→ Stored items:
--- BEGIN ---
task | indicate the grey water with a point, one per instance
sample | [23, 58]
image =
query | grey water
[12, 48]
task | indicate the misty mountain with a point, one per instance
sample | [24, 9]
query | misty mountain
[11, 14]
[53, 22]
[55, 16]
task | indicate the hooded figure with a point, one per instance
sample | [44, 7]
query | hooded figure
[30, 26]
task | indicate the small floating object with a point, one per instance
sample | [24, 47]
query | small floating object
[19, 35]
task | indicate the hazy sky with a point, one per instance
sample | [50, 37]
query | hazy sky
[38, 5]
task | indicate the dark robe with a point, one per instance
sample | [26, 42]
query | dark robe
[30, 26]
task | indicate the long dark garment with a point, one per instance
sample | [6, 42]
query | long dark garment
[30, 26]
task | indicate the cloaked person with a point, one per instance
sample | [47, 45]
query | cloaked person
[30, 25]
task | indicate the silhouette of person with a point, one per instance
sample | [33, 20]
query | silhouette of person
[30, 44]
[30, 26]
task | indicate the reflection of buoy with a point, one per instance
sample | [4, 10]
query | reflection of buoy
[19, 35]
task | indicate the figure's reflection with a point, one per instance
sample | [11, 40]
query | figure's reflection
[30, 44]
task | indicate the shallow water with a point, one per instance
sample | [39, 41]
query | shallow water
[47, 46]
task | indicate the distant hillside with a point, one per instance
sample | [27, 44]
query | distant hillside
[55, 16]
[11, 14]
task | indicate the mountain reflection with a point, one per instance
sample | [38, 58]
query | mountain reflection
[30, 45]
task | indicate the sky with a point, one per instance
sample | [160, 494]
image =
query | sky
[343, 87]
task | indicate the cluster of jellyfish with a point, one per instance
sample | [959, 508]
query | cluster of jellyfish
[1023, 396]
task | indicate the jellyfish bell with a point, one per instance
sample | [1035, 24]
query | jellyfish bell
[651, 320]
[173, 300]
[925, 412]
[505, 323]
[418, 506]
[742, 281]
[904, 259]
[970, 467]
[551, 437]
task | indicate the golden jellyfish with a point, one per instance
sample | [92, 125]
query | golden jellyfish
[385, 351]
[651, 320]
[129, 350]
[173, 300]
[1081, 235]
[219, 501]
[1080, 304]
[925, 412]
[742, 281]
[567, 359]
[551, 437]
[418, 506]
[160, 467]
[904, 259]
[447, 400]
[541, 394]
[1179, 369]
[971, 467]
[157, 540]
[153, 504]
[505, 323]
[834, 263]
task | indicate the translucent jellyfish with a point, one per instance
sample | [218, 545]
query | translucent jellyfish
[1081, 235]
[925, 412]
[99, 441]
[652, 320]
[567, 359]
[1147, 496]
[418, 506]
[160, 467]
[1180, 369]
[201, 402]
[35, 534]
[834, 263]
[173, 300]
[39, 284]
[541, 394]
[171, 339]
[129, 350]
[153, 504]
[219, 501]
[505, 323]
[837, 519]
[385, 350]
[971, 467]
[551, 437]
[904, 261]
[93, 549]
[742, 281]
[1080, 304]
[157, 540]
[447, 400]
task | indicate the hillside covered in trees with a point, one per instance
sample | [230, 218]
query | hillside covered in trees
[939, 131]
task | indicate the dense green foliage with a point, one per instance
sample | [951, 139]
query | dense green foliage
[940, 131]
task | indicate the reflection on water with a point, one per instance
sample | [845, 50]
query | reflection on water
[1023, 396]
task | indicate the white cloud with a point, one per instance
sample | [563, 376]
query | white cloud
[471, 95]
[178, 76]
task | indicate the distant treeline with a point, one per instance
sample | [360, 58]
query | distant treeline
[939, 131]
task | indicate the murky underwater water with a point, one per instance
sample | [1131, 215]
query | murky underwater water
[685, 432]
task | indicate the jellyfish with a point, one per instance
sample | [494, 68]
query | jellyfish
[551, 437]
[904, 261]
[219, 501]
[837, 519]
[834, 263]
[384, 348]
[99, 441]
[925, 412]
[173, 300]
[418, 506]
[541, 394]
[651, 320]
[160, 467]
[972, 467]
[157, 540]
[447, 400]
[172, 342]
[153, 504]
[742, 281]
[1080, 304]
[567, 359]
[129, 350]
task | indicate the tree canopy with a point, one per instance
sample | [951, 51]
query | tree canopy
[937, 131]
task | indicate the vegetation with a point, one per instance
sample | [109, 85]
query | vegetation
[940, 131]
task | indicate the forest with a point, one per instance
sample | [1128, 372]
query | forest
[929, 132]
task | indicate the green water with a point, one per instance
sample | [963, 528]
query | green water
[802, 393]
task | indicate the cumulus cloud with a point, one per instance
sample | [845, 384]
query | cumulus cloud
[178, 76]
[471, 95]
--- END ---
→ JOB: Reproduce the lines of the listing word for word, starting at the line that contains "task | indicate the dense" and ending with the last line of the listing.

→ ANSWER TO THE EXERCISE:
task | indicate the dense green foliage with a point, one per instance
sample | [951, 139]
query | dense green foliage
[940, 131]
task | indicate the reflection on water with a point, one per instance
sample | [845, 50]
query | reflection on water
[1023, 396]
task | indicate the white cloud with a point, one per instance
sample | [563, 376]
query | white cloud
[471, 95]
[178, 76]
task | indicate the distant treeline with a point, one per instance
sample | [360, 58]
query | distant treeline
[939, 131]
task | indicate the murky underwater water with a point, one per instance
sample | [1131, 215]
query | murky underwater water
[685, 432]
task | indicate the jellyfish with a point, one per instance
sample | [494, 68]
query | jellyfish
[551, 437]
[904, 261]
[219, 501]
[837, 519]
[834, 263]
[384, 348]
[99, 441]
[925, 412]
[173, 300]
[418, 506]
[541, 394]
[651, 320]
[160, 467]
[972, 467]
[157, 540]
[447, 400]
[172, 342]
[153, 504]
[742, 281]
[1080, 304]
[567, 359]
[129, 350]
task | indicate the tree canopy with a point, one per instance
sample | [951, 51]
query | tree canopy
[937, 131]
task | indicate the vegetation with a point, one per instance
sample | [109, 85]
query | vegetation
[940, 131]
task | indicate the forest with a point, one per instance
sample | [1128, 372]
query | forest
[929, 132]
task | indicate the green water with a point, one per instance
sample | [963, 528]
query | green water
[802, 393]
task | indicate the cumulus cloud with a point, one per instance
sample | [845, 384]
query | cumulus cloud
[178, 76]
[471, 95]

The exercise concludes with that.